## TEXT EXCERPT

____________

Nearly one in five (18 per cent) of UK builders and construction workers still have no clear idea of what to do if they come across asbestos when working in a building, compared to a decade ago when more than one in three (34 per cent) of tradesmen admitted to a lack of adequate asbestos awareness or not being well informed.
A new national survey of 500 construction workers was commissioned by the Institution of Occupational Safety and Health (IOSH) ahead of launching the fourth phase of its “No Time to Lose” occupational cancer campaign, which aims to “explain the causes of occupational cancer and help businesses take action.”
The results reveal that there is an overall understanding of the health risks – most builders had heard of asbestos – although nearly a third (32 per cent) admitted they never checked the asbestos register before starting work at a new site. Alarmingly, more than one in six (15 per cent) of construction workers said they had “never been informed of the mesothelioma risk from asbestos exposure” as well as “not being given any training in how to manage the risk.”
The survey finding are released at the same time a court hears how a builder was exposed to asbestos while working on a Grade II listed building in Chelsea, and yet another firm – a specialist asbestos company – is reported by the Health and Safety Executive (HSE) for failing to detect asbestos at a large garage demolition site.
How do the latest IOSH results compare with a similar national survey by the British Lung Foundation of 399 builders and tradespeople, published in January 2008?
Only a third aware that asbestos exposure can cause cancer
Here we find that four out of five tradespeople (81 per cent) “never, rarely or only sometimes” asked if the site has been checked for asbestos before they start the job. Only a third (31 per cent) of tradespeople were aware that asbestos exposure can cause cancer and only one in eight (12 per cent) knew exposure could cause a fatal asbestosis disease, i.e. mesothelioma.
In the 2008, almost three quarters (74 per cent) of tradespeople surveyed said they never received any training in how to deal with asbestos. Ten years on, a smaller proportion – 15 per cent – admitted they have never received any information or training.
Although the two survey sample groups may not be directly comparable, nevertheless, it is deeply worrying that a significant proportion of building tradespeople are still not fully aware of asbestos, and the procedures they need to follow to avoid exposure risk. More alarmingly, the IOSH survey also found that nearly one in four (23 per cent) state that have been exposed to asbestos while with only 27 per cent say that they have not been exposed to the deadly fibre insulation.

____________

## RECORDS PROVIDED
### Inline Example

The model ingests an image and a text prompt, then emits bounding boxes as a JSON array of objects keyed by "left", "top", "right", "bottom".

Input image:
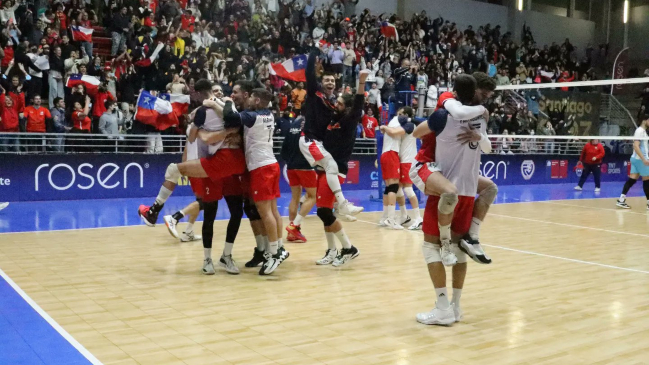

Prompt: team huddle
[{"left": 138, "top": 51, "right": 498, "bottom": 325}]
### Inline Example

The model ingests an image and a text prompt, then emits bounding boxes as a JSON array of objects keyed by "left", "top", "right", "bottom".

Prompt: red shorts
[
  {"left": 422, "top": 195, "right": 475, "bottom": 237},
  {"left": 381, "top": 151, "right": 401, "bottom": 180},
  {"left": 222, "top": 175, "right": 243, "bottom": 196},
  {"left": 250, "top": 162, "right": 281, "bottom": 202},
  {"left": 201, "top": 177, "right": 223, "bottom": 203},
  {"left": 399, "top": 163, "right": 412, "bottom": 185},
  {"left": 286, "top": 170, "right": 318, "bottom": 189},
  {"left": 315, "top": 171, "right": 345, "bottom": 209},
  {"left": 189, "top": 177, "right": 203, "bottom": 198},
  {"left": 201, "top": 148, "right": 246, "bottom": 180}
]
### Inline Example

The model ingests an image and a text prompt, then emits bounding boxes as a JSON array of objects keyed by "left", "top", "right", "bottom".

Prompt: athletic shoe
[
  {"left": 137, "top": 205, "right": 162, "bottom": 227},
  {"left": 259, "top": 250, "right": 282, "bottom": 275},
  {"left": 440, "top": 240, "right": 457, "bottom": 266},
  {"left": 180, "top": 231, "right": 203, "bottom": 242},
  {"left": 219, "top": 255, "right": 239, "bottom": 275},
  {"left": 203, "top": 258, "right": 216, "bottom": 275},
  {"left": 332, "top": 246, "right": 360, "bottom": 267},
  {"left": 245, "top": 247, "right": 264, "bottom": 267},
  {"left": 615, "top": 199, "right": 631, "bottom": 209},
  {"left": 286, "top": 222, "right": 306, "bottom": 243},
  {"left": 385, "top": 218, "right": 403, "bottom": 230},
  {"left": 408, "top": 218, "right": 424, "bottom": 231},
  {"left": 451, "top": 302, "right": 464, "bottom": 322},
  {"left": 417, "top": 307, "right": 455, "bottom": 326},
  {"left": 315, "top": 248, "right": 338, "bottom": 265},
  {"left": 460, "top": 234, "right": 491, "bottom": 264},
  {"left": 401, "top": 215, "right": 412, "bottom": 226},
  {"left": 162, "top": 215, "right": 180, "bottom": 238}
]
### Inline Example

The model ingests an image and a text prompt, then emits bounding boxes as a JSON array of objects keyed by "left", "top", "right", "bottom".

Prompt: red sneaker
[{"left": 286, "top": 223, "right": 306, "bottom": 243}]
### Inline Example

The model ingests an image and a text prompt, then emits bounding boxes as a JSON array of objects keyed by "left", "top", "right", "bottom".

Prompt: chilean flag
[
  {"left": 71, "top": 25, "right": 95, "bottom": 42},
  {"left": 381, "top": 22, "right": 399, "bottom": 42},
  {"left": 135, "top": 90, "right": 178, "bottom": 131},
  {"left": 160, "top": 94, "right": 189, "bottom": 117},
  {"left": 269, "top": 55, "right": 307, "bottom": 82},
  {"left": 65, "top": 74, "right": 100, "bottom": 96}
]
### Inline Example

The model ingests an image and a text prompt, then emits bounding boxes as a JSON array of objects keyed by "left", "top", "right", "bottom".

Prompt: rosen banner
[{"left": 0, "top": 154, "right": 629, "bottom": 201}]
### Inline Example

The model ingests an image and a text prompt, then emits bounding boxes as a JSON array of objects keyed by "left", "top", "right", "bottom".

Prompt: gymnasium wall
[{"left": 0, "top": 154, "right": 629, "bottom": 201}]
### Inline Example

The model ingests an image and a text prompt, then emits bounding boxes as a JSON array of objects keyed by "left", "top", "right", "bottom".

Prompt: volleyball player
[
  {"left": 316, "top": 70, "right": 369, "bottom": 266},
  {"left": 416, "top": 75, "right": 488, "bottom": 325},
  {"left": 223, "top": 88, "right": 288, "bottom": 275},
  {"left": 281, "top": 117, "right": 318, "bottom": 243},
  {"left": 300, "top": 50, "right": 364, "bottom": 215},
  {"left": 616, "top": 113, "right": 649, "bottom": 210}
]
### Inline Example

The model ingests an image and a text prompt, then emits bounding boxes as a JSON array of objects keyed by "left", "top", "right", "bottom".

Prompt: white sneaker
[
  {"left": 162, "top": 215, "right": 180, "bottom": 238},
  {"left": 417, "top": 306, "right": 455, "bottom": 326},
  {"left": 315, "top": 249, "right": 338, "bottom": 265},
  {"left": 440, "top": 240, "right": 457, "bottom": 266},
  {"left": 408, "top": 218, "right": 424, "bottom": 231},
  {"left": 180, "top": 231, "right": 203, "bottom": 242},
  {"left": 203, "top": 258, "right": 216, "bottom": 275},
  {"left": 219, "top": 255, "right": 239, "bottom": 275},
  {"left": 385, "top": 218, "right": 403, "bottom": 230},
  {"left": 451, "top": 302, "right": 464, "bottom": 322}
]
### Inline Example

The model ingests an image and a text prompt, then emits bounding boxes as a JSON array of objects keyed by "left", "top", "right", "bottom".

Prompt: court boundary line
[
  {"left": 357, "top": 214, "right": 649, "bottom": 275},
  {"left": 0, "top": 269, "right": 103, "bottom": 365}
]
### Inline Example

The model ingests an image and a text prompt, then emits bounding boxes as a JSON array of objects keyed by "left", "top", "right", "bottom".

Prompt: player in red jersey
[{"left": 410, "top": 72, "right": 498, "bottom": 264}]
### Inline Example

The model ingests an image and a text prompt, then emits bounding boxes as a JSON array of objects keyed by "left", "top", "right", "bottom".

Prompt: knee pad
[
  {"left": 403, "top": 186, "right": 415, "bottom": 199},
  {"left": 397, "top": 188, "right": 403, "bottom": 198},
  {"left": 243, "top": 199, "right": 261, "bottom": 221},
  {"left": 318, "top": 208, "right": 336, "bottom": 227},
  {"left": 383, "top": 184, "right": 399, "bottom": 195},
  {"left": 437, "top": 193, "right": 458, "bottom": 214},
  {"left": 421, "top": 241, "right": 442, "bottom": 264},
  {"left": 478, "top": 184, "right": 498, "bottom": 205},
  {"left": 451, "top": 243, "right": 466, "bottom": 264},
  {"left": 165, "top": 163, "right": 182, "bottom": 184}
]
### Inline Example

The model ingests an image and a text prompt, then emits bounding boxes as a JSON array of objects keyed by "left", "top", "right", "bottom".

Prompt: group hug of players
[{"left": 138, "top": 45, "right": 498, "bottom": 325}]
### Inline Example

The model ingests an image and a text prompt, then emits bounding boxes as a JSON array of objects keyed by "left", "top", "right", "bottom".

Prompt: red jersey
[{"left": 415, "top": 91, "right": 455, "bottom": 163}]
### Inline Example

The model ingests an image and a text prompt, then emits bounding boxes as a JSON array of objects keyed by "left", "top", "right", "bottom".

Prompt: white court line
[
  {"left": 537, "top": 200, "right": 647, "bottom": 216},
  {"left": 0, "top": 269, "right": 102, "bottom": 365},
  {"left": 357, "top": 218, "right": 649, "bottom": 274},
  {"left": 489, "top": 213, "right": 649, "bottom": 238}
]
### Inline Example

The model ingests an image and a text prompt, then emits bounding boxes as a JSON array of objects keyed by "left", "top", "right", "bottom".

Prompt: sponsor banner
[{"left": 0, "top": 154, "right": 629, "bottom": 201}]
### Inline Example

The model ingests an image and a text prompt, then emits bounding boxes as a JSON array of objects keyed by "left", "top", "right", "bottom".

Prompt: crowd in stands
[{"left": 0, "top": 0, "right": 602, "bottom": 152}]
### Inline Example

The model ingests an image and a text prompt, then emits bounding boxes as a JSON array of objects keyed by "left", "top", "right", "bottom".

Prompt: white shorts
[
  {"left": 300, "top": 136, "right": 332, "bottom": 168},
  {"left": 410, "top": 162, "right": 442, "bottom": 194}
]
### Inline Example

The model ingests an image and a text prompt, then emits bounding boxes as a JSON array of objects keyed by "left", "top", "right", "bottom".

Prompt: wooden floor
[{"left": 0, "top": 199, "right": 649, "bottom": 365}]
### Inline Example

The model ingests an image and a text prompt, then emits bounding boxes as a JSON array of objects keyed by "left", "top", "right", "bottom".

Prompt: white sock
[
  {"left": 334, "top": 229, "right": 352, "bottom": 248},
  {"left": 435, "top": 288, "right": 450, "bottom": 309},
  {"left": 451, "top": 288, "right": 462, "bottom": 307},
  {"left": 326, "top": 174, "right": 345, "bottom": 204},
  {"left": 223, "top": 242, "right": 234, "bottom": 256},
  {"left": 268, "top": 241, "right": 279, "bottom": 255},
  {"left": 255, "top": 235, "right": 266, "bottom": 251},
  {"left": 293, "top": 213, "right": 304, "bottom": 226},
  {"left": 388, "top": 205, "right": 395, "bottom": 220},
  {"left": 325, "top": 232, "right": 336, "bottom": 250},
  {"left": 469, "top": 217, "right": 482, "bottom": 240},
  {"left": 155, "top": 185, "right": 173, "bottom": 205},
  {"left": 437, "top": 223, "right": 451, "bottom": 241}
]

____________

## EXERCISES
1. In the article on asbestos awareness among UK builders, how many construction workers took part in the new survey commissioned by IOSH?
2. The article on asbestos awareness among UK builders says the two surveys may not be directly comparable. Why does the writer still find the results deeply worrying?
3. Write the next part of the article on asbestos awareness among UK builders, carrying on from its last sentence.

## EXPECTED RESULTS
1. 500 construction workers.

2. A significant share of building tradespeople are still not fully aware of asbestos or of the procedures they need to follow to avoid exposure. The IOSH survey also found that nearly one in four say they have been exposed to asbestos, which the writer calls more alarming.

3.
Stockpiles of asbestos insulation building material were still likely to be used
The professional construction industry repeatedly warn that there could be half a million properties still containing asbestos materials in the fabric of the building, including the interior walls ceilings and exterior roofing. The import of white asbestos into Britain was finally banned at the end of 1999. It is believed that stockpiles of asbestos insulation building material were still likely to be used in construction and renovations up until this date. It’s the reason why the industry cautions that asbestos must be suspected to be present in any premises built or refurbished up until 2000.In 2003, it was estimated that there was still around six million metric tons of asbestos containing materials in buildings across the UK.
More than 1.3 million people in the UK still come into occupational contact with asbestos, and building trade workers are still a high risk category. The HSE estimate that, on average, one in 20 tradesmen – mostly carpenters, electricians and plumbers – are diagnosed every week with mesothelioma or asbestos-related illness caused by regular exposure to the deadly mineral fibres.
Plumbers and electricians have a one in 50 risk of developing mesothelioma
The findings are repeated by Cancer Research UK who say that plumbers and electricians also have a one in 50 risk of developing mesothelioma. Carpenters under 30 years old who work with asbestos for ten years or more are estimated to have a one in 17 chance of contracting the fatal cancer. The HSE suggest that between 1970 and 2050, of a total of 90,000 cases of diagnosed mesothelioma in Britain around 15 per cent, i.e. 15,000 will have been employed in the building industry.
Access to numerous asbestos training courses are widely available at all times across the professional construction industry. In addition, the HSE regularly roll out awareness campaigns aimed at construction and demolition workers, and trade skills, such as plumbers and electricians who are all at daily risk of exposure to asbestos.